I'll Have a Bad Christmas, That's Certain
The worse your Christmas is, the closer it is to the point.
Several years ago, my roommates and I hosted a Christmas party and asked everyone who came to bring some sort of musical instrument for a carol singalong. The result was a enormous mishmash of well-trained artists (a couple roommates worked in the university’s music department) and dozens of amateur Christmas enthusiasts with tambourines, kazoos or any other cheapo noisemaker a novice could handle after several glasses of eggnog.
I’ve been trying to get my hands on the hilarious, horrifying recording of what happened next ever since, but the highlight is imprinted on my brain with a clarity that rivals my wedding day. We were well and truly hammered and it was time for “Mary, Did You Know?” For some reason, my friend Aaron was selected to handle vocal duties. He had a good voice and, unlike most of us, some real musical talent. The only problem was he didn’t know the words.
So everyone strummed, blew and drummed out the somber opening notes of the song and Aaron launched into what little he could recall and made up the rest: “Mary, did you know that your baby would be such a big baby.”
Look. I know you had to be there. But it’s probably in the top five or six hardest times I’ve ever laughed in my life. The orchestra collapsed. I was SOBBING.
I think anyone who’s spent any appreciable time around Christmas has a story like this. If you’ve ever been part of a Christmas pageant or cantata or, God help us, a living nativity, you’ve seen things go tits up. It’s the natural consequence of grand ambitions (a historical recreation with supernatural elements), limited resources (the church budget) and chaotic energy (a cast of children and, possibly, live animals).
But there is a real case to be made that the worse your Christmas thing is, the closer it is to the point. The very first Christmas went about as poorly as it could have gone, and every subsequent attempt to make it look fancier or cozier or more impressive just sails right over what makes the original story click.

Extracted entries:
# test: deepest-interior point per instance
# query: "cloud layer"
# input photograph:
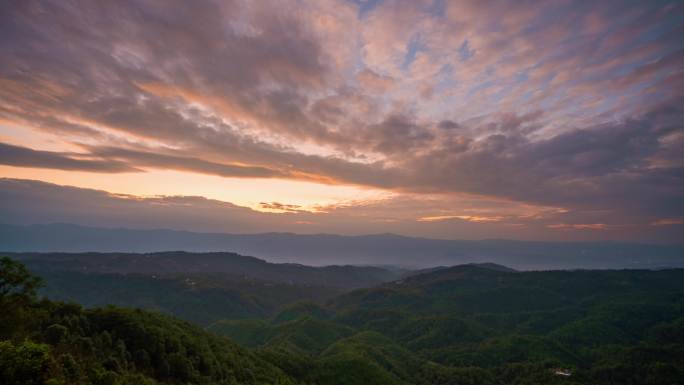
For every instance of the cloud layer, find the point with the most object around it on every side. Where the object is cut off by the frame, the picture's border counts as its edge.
(572, 107)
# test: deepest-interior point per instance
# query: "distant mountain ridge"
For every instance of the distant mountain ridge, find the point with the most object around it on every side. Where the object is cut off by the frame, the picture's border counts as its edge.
(327, 249)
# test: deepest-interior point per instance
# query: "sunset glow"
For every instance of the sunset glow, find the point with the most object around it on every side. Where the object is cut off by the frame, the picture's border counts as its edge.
(447, 119)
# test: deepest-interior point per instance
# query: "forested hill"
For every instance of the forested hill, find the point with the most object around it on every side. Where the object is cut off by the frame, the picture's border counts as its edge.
(469, 324)
(346, 277)
(331, 249)
(198, 287)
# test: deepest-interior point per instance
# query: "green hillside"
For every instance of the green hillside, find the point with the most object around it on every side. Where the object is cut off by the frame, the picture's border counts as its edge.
(450, 326)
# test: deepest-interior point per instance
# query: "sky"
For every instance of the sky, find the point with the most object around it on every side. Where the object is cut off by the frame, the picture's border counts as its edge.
(544, 120)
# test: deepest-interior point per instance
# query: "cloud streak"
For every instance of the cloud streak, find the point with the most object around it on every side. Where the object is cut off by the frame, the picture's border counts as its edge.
(570, 105)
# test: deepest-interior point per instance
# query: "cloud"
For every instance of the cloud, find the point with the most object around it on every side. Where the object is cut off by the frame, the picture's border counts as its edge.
(539, 112)
(26, 157)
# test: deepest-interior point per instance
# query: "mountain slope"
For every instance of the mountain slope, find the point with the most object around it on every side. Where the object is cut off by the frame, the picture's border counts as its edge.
(326, 249)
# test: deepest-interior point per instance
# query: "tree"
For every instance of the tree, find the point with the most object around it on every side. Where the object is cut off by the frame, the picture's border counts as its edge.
(17, 292)
(17, 284)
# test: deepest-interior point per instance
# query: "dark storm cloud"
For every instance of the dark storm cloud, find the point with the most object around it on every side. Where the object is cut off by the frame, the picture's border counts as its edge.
(246, 90)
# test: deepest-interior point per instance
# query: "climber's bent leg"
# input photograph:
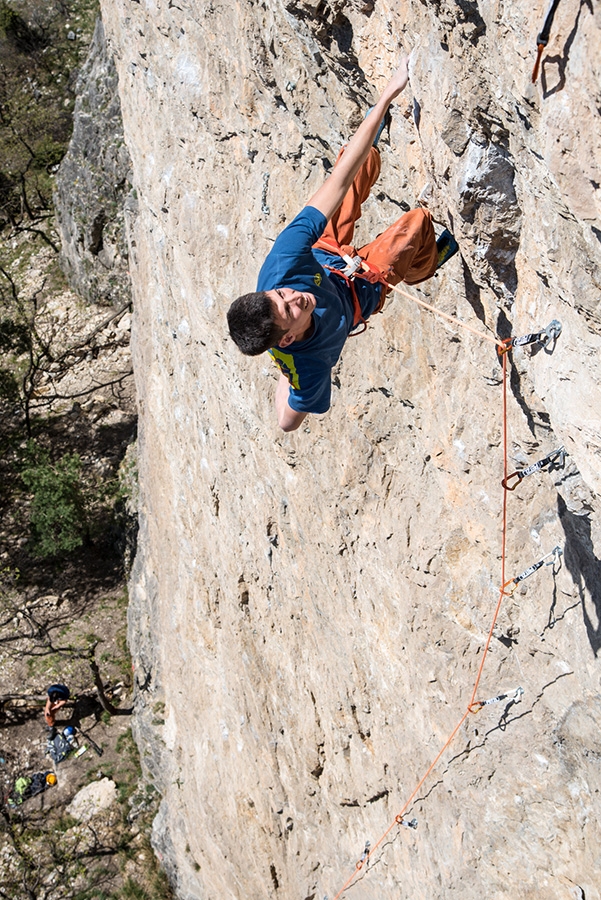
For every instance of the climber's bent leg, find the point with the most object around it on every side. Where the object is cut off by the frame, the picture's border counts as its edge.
(341, 227)
(406, 251)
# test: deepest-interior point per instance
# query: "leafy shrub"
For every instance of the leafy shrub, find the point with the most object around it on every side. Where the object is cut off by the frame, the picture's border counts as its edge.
(58, 514)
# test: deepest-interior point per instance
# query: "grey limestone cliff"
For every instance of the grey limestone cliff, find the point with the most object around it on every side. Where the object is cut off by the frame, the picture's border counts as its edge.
(93, 185)
(309, 611)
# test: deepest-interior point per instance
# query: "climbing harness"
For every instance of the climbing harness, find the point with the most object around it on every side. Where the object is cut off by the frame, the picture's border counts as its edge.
(355, 268)
(554, 460)
(556, 553)
(512, 696)
(542, 38)
(544, 337)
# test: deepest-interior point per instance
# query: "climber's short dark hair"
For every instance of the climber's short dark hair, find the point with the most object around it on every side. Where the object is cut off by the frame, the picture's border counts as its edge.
(251, 322)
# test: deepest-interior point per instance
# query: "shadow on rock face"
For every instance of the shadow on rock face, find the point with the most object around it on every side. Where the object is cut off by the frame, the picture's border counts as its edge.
(488, 203)
(585, 568)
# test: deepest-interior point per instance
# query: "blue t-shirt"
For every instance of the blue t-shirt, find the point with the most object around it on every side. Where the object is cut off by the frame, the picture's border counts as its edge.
(292, 263)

Exercise 1:
Reproduce the stretch of the essay on bad Christmases from "Several years ago, my" through "glasses of eggnog.".
Exercise 2:
Carry the essay on bad Christmases forward from the point where it stops.
The records have no connection to the essay on bad Christmases.

Task result 1:
Several years ago, my roommates and I hosted a Christmas party and asked everyone who came to bring some sort of musical instrument for a carol singalong. The result was a enormous mishmash of well-trained artists (a couple roommates worked in the university’s music department) and dozens of amateur Christmas enthusiasts with tambourines, kazoos or any other cheapo noisemaker a novice could handle after several glasses of eggnog.

Task result 2:
Sufjan Stevens, of all people, really gets this. Other artists treat Christmas schmaltziness as an obstacle to overcome, but Sufjan embraces it. His little era of annual Christmas projects were so good because they were often pretty bad: slapdash orchestras, one-take singalongs and grand yuletide symphonies with the seams showing. Even when his Christmas songs are at their absolute best (“Sister Winter,” “Christmas Unicorn”) they’re still just plain weird. This is, to me, as close to the spirit of Christmas as humans are likely to get.
(Bob Dylan’s 2009 Christmas album leaned into this energy too. I also am very fond of Frightened Rabbit’s “It’s Christmas So Let’s Stop,” and its beautiful, stupid line: “We can be best friends with the people we hate.” I can’t tell if it was deliberately bad or not. Does it matter?)
I realize that all of this is just a longwinded way to reiterating the message of A Charlie Brown Christmas with that blockhead’s stupid little tree. But maybe it can’t be reiterated too much. We are being bombarded by millions (millions!) of corporate ads designed by well-paid experts to convince us that the only good Christmas is an expensive Christmas, and you are not immune to propaganda. I do believe in a certain kind of war on Christmas, but I think “Merry Christmas!” can operate as a Trojan Horse in this war.
The real war on Christmas isn’t “Season’s Greetings” VS “Merry Christmas” or Santa VS Baby Jesus. It’s rampant consumerism versus us, the people who can’t afford the life in tv commercials anyway, fighting for the dignity to celebrate the holiday with our family and loved ones completely divorced from the expectations foisted upon us by advertising agencies. That is a war we are losing. But I think we can count every Christmas celebration gone awry as a win for the good guys
In this culture, a bad Christmas is an act of rebellion, in service of the holy and righteous cause of Mary’s big baby.
Merry Christmas!
Merry Christmas Tyler!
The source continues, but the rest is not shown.